AIM OF THE EXERCISE: Before you return the lines below, strip out any images and keep every word as written.

Top of WORKING DATA

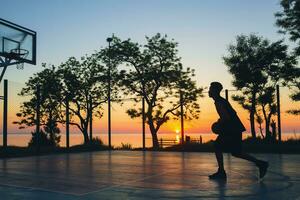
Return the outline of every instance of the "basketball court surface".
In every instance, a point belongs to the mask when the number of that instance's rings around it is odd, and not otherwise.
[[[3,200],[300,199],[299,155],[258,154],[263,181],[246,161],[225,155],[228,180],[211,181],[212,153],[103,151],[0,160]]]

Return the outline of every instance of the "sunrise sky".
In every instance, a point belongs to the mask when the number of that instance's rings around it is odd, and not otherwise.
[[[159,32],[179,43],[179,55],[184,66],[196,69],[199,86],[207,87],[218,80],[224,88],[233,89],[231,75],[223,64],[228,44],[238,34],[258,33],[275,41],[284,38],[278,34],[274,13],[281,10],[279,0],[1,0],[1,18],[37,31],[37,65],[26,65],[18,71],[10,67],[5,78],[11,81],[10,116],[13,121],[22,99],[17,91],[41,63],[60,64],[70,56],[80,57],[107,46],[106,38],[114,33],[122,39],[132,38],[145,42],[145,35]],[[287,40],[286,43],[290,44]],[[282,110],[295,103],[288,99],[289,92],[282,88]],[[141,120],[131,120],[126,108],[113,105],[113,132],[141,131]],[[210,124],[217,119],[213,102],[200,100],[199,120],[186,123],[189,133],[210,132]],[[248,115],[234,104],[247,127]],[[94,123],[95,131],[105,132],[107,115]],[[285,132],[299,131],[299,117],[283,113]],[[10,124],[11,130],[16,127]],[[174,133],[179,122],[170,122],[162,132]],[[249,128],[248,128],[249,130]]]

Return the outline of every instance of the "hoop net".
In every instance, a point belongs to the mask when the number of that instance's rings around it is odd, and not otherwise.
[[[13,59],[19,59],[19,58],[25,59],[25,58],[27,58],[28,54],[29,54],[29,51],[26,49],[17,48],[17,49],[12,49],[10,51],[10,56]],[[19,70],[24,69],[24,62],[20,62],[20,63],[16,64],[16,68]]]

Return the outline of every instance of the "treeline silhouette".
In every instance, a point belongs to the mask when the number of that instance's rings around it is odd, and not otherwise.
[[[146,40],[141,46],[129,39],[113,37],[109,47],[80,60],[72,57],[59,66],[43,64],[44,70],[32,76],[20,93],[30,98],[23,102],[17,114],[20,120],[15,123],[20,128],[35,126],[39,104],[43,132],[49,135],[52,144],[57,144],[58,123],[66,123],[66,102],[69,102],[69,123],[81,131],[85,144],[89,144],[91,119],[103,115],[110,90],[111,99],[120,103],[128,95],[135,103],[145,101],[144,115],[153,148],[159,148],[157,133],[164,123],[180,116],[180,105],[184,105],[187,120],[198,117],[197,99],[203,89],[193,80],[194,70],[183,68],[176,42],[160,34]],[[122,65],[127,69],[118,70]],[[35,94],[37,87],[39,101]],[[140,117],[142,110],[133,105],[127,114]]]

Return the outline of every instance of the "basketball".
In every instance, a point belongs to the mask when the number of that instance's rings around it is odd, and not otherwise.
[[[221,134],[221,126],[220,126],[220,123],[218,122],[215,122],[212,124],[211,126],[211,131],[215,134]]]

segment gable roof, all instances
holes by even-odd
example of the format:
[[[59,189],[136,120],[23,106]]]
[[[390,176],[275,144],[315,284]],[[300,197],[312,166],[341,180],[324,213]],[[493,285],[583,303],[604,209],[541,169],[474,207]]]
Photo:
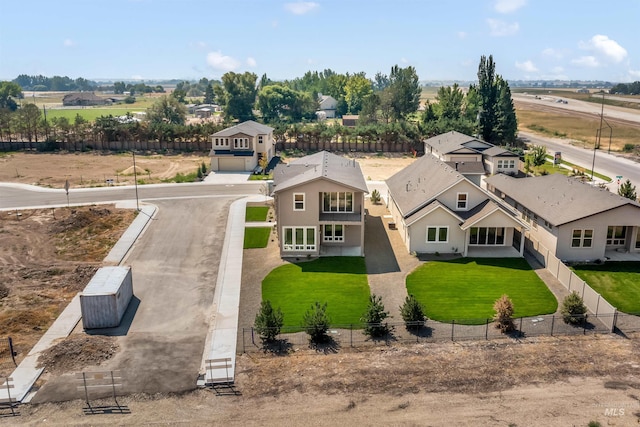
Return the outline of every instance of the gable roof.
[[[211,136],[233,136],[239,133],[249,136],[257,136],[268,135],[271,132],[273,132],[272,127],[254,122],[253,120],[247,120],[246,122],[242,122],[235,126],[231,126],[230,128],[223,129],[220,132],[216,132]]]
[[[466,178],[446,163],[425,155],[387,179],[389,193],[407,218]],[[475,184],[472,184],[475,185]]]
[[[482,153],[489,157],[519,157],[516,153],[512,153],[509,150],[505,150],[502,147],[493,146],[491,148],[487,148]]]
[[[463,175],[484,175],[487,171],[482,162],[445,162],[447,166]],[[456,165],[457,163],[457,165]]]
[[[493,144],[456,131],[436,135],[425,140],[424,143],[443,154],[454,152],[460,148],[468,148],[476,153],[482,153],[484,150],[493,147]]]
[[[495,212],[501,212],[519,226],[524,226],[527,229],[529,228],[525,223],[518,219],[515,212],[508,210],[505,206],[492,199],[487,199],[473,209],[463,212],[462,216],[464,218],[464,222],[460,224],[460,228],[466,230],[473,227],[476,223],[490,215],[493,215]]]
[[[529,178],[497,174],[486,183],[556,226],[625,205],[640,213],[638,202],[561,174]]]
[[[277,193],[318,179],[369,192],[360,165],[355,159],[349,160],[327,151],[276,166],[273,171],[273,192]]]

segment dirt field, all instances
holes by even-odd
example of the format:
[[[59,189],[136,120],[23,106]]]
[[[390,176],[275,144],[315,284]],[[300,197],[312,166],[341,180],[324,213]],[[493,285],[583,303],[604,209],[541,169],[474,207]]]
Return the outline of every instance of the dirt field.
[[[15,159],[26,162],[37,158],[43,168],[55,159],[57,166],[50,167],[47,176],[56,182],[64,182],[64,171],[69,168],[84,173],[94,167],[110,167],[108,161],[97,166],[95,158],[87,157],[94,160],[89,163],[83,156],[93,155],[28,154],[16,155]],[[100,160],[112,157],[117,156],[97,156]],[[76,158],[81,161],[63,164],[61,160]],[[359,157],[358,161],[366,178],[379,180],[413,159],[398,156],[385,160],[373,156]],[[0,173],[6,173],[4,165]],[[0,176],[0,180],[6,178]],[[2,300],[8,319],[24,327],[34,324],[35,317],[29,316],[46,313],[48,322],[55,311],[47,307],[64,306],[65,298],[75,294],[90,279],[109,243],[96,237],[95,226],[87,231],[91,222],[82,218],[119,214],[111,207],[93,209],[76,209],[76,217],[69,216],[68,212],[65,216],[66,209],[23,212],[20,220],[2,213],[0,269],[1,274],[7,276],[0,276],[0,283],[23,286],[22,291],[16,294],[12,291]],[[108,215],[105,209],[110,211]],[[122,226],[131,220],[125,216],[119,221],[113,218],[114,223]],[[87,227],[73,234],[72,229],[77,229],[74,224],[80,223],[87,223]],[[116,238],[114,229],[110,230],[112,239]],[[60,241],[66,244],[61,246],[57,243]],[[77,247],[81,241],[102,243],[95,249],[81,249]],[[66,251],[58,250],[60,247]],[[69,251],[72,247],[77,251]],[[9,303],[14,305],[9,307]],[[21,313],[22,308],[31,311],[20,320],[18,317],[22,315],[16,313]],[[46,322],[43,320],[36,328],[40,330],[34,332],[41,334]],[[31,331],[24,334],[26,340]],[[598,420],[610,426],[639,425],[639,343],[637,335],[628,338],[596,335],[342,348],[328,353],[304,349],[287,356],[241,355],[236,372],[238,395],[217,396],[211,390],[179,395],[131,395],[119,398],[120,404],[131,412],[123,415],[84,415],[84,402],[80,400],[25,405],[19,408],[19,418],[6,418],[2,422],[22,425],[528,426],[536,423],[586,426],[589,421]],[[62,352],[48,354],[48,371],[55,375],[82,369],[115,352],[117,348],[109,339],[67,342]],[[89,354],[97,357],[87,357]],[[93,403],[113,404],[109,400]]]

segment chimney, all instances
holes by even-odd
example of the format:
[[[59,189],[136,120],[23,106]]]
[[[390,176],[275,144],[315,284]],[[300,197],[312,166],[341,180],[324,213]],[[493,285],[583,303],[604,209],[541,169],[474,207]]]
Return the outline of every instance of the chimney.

Bottom of WORKING DATA

ANSWER BELOW:
Return the outline of every instance of the "basketball court surface".
In every instance, a point belongs to the mask when the number of that instance's rings around it is odd, and not otherwise.
[[[3,200],[300,199],[299,155],[258,154],[263,181],[246,161],[225,155],[228,180],[211,181],[212,153],[103,151],[0,160]]]

Return the outline of every instance of the "sunrise sky".
In every instance, a point belongs to the mask when the number of that instance's rings around it is odd, and not otherwise.
[[[159,32],[179,43],[179,55],[184,66],[196,69],[199,86],[207,87],[218,80],[224,88],[233,89],[231,75],[223,64],[228,44],[238,34],[258,33],[275,41],[284,38],[278,34],[274,13],[281,10],[279,0],[1,0],[1,18],[37,31],[37,65],[26,65],[18,71],[10,67],[5,78],[11,81],[10,116],[13,121],[22,99],[17,91],[41,63],[60,64],[70,56],[80,57],[107,46],[106,38],[114,33],[122,39],[132,38],[145,42],[145,35]],[[287,40],[286,43],[290,44]],[[282,110],[295,103],[288,99],[289,92],[282,88]],[[141,120],[131,120],[126,108],[113,105],[113,132],[141,131]],[[210,124],[217,119],[213,102],[200,100],[199,120],[186,123],[189,133],[210,132]],[[248,115],[234,104],[247,127]],[[94,123],[95,131],[105,132],[107,115]],[[285,132],[299,131],[299,117],[283,113]],[[10,124],[11,130],[16,127]],[[174,133],[179,122],[170,122],[162,132]],[[249,128],[248,128],[249,130]]]

Return the outline of every instance of the "hoop net".
In every instance, a point belongs to the mask when the number of that instance's rings around it is odd, and not otherwise.
[[[13,59],[19,59],[19,58],[25,59],[25,58],[27,58],[28,54],[29,54],[29,51],[26,49],[17,48],[17,49],[12,49],[10,51],[10,56]],[[19,70],[24,69],[24,62],[20,62],[20,63],[16,64],[16,68]]]

Return the outline of every instance of the "treeline silhouette".
In every instance, a point belongs to the mask when the number of that instance's rings around it is odd, and not otherwise.
[[[146,40],[141,46],[129,39],[113,37],[109,47],[80,60],[72,57],[59,66],[43,64],[44,70],[32,76],[20,93],[30,98],[23,102],[17,114],[20,120],[15,123],[20,128],[35,126],[39,104],[43,132],[49,135],[52,144],[57,144],[58,123],[66,123],[66,102],[69,102],[69,123],[81,131],[85,144],[89,144],[91,119],[103,115],[110,90],[111,99],[120,103],[128,95],[135,103],[145,101],[144,115],[153,148],[159,148],[157,133],[164,123],[180,116],[180,105],[184,105],[187,120],[198,117],[197,99],[203,89],[193,80],[194,70],[183,68],[176,42],[160,34]],[[122,65],[127,69],[118,70]],[[35,94],[37,87],[39,101]],[[140,117],[142,110],[133,105],[127,114]]]

Return the outline of every instance of the "basketball".
In every instance, a point belongs to the mask when the number of that instance's rings around it is odd, and not otherwise.
[[[221,134],[221,126],[220,126],[220,123],[218,122],[215,122],[212,124],[211,126],[211,131],[215,134]]]

segment gable roof, all instances
holes by even-odd
example of the format:
[[[59,189],[136,120],[23,106]]]
[[[390,176],[275,144],[315,284]],[[300,197],[312,166],[341,180],[324,213]],[[493,285],[583,303],[604,209],[541,169],[474,207]]]
Photo:
Return the outline of every instance of the gable roof.
[[[211,136],[233,136],[239,133],[249,136],[257,136],[268,135],[271,132],[273,132],[272,127],[254,122],[253,120],[247,120],[246,122],[242,122],[235,126],[231,126],[230,128],[223,129],[220,132],[216,132]]]
[[[466,178],[446,163],[425,155],[387,179],[389,193],[407,218]],[[475,184],[472,184],[475,185]]]
[[[482,153],[489,157],[519,157],[516,153],[512,153],[509,150],[505,150],[502,147],[493,146],[491,148],[487,148]]]
[[[463,175],[484,175],[487,171],[482,162],[445,162],[447,166]],[[456,165],[457,163],[457,165]]]
[[[493,144],[456,131],[436,135],[425,140],[424,143],[443,154],[454,152],[460,148],[468,148],[476,153],[482,153],[484,150],[493,147]]]
[[[495,212],[501,212],[519,226],[524,226],[527,229],[529,228],[525,223],[518,219],[515,212],[508,210],[505,206],[492,199],[487,199],[473,209],[463,212],[462,216],[464,218],[464,222],[460,224],[460,228],[466,230],[473,227],[476,223],[490,215],[493,215]]]
[[[529,178],[497,174],[486,183],[556,226],[625,205],[640,213],[638,202],[561,174]]]
[[[277,193],[318,179],[369,192],[360,165],[355,159],[349,160],[327,151],[276,166],[273,171],[273,192]]]

segment dirt field, all instances
holes by even-odd
example of the format:
[[[59,189],[136,120],[23,106]]]
[[[390,176],[275,144],[315,284]],[[300,197],[312,166],[341,180],[324,213]],[[493,285],[583,303],[604,209],[541,169],[474,207]]]
Return the outline of every instance of the dirt field.
[[[15,159],[26,162],[37,158],[43,168],[55,159],[57,166],[50,167],[47,176],[56,182],[64,182],[64,171],[69,168],[84,173],[94,167],[110,167],[108,161],[97,166],[95,158],[87,157],[94,160],[89,163],[83,156],[93,155],[28,154],[16,155]],[[100,160],[112,157],[117,156],[97,156]],[[76,158],[81,161],[63,164],[61,160]],[[359,157],[358,161],[366,178],[379,180],[413,159],[398,156],[385,160],[373,156]],[[0,173],[6,173],[4,165]],[[0,176],[0,180],[6,178]],[[2,300],[8,319],[24,327],[34,324],[35,317],[29,316],[46,313],[48,322],[55,311],[47,307],[64,306],[65,298],[75,294],[90,279],[109,243],[96,237],[95,226],[87,231],[91,222],[82,218],[119,214],[111,207],[93,209],[76,209],[76,217],[69,216],[68,212],[65,216],[66,209],[23,212],[20,220],[2,213],[0,269],[1,274],[7,276],[0,276],[0,283],[23,286],[22,291],[16,294],[12,291]],[[108,215],[105,209],[110,211]],[[122,226],[131,220],[125,216],[119,221],[113,218],[114,223]],[[87,227],[73,234],[72,229],[77,229],[74,224],[80,223],[87,223]],[[116,238],[114,229],[110,230],[112,239]],[[60,241],[66,244],[61,246],[57,243]],[[77,247],[81,241],[102,243],[95,249],[81,249]],[[66,251],[58,250],[60,247]],[[69,251],[72,247],[77,251]],[[9,303],[14,305],[9,307]],[[21,313],[22,308],[31,311],[20,320],[18,317],[22,315],[16,313]],[[46,322],[43,320],[36,328],[40,330],[34,332],[41,334]],[[31,331],[24,334],[26,340]],[[598,420],[610,426],[639,425],[639,343],[637,335],[628,338],[596,335],[342,348],[328,353],[304,349],[287,356],[241,355],[236,372],[238,395],[217,396],[211,390],[179,395],[131,395],[119,398],[120,404],[131,412],[123,415],[84,415],[84,402],[80,400],[25,405],[19,408],[19,418],[6,418],[2,422],[22,425],[528,426],[536,423],[586,426],[589,421]],[[62,352],[48,354],[48,371],[55,375],[82,369],[115,352],[117,348],[109,339],[67,342]],[[89,354],[97,357],[87,357]],[[93,403],[113,404],[109,400]]]

segment chimney, all instances
holes by even-odd
example of the format:
[[[59,189],[136,120],[23,106]]]
[[[390,176],[275,144],[315,284]],[[300,197],[312,166],[341,180],[324,213]],[[493,285],[583,303],[604,209],[541,169],[474,207]]]
Return the outline of every instance of the chimney.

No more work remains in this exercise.